Frozen Shoulder? What Can Be Done.

Matthew Silvaggio, MSPT

Matthew Silvaggio, MSPT

With, Matt Silvaggio MSPT, CFMT
When a patient receives the diagnosis of a frozen shoulder from their physician or their physical therapist, it often leads to more questions than answers. Often, the condition that is actually being referred to when you hear the terms ‘frozen shoulder’ is the clinical condition known as adhesive capsulitis. What is the difference? A frozen shoulder is any condition of the shoulder that limits mobility, such as bursitis (the bursa or cushioning that protects the rotator cuff from the acromion bone above is irritated and inflamed from overuse). See figure.   Adhesive capsulitis is a distinct condition where the mobility limitations of the shoulder are in a specific pattern, called a capsular pattern. This limitation in motion is traditionally thought to be the result of a tightening of the shoulder capsule from inflammation of the capsular tissue. The shoulder capsule is the first layer of tissue that surrounds the joint between the two bones of the shoulder (it is deep to the muscles). Current research continues to label this condition as self-limiting which can last for up to 2 years according to some sources.

So what leads to adhesive capsulitis? Science cannot say with certainty but it likely starts with an injured shoulder. This injury can be either traumatic or from a repetitive, unassuming injury. The onset of this condition has also be noted following prolonged periods of immobility such having your arm in a sling after an injury.

But medical literature demonstrates that the shoulder capsule is more than just a wrapping of tissue that can ‘tighten up’ as conventionally thought of with adhesive capsulitis or ‘frozen shoulder’. The shoulder capsule is filled with nerve endings called mechanoreceptors and proprioceptors. These nerve endings relay sensory information from inside and outside of the shoulder to the brain via the spinal cord and play a major role in the coordinated muscle activation patterns we use during healthy mobility. With a painful shoulder, the information from these nerve receptors can be overridden by the pain. The pain leads to suppression of the muscles necessary to stabilize the shoulder blade as well as the shoulder joint itself during activities like reaching and lifting overhead. Finally a vicious cycle is created of more pain, further neuromuscular dysfunction and limited shoulder mobility.

Your CFMT trained therapist can provide you the necessary treatment regimen using a combination of neuromuscular techniques known as PNF (proprioceptive neuromuscular facilitation) as well as soft tissue and joint mobilizations to help you break the cycle and not only abolish your pain but also help you get your shoulder mobility back. Without the proper guidance through this condition, the traditional model of looking at adhesive capsulitis as a self-limiting condition could be a reality.

Struyf F and Meeus M. Current evidence on physical therapy in patients with adhesive capsulitis: What are we missing? Clin Rheumatol. Decem 2013.

Myers J and Oyama S. Sensorimotor factors affecting outcome following shoulder injury. Clinics in Sports Medicine. 2008.

# Records shown
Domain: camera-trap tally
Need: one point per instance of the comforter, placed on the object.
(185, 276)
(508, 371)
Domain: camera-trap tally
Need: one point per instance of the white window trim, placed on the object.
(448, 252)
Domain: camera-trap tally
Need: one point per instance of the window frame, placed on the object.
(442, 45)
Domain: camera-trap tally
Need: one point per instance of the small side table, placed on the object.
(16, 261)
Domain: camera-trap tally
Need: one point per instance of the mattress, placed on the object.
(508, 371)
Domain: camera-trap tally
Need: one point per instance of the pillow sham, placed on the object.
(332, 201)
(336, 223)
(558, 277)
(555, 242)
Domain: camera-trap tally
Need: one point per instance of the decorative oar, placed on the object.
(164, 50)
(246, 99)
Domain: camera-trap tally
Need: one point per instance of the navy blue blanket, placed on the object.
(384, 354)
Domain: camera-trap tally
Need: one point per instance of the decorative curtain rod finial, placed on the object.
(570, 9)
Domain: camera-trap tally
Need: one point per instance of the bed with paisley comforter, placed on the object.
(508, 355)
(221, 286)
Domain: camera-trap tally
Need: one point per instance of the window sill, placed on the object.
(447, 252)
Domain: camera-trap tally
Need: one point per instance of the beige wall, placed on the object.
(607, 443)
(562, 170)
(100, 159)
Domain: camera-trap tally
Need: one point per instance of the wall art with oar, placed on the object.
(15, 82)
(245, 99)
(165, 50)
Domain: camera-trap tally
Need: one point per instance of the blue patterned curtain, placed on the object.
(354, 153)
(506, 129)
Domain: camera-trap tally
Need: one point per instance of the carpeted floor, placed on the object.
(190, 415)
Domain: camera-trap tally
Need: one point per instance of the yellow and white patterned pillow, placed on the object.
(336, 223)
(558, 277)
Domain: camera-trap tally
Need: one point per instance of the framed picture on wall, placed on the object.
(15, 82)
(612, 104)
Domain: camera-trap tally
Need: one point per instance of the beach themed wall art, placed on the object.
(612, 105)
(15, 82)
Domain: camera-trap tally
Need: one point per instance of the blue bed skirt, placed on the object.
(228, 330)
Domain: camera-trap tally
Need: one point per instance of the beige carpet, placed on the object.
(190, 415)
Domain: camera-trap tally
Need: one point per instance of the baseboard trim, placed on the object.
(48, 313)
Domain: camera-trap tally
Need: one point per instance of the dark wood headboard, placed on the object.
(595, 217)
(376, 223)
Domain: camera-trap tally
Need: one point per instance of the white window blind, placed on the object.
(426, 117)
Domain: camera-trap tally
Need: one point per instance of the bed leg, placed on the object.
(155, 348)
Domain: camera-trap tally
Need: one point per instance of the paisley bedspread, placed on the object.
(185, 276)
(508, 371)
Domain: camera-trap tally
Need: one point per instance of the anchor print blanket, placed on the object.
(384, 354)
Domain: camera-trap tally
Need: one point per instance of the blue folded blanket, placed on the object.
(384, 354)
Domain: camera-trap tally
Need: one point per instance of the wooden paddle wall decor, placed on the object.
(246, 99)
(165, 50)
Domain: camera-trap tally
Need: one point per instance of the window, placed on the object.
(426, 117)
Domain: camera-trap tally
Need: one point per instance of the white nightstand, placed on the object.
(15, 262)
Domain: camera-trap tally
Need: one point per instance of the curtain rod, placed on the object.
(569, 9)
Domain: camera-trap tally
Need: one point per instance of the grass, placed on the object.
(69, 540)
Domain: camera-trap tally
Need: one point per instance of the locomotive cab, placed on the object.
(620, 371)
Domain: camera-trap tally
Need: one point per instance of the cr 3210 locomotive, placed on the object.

# Work order
Update the frozen shoulder article, starting with "Your CFMT trained" and going on through "Rheumatol. Decem 2013.", so that "regimen" is replaced by "program".

# Exercise output
Your CFMT trained therapist can provide you the necessary treatment program using a combination of neuromuscular techniques known as PNF (proprioceptive neuromuscular facilitation) as well as soft tissue and joint mobilizations to help you break the cycle and not only abolish your pain but also help you get your shoulder mobility back. Without the proper guidance through this condition, the traditional model of looking at adhesive capsulitis as a self-limiting condition could be a reality.

Struyf F and Meeus M. Current evidence on physical therapy in patients with adhesive capsulitis: What are we missing? Clin Rheumatol. Decem 2013.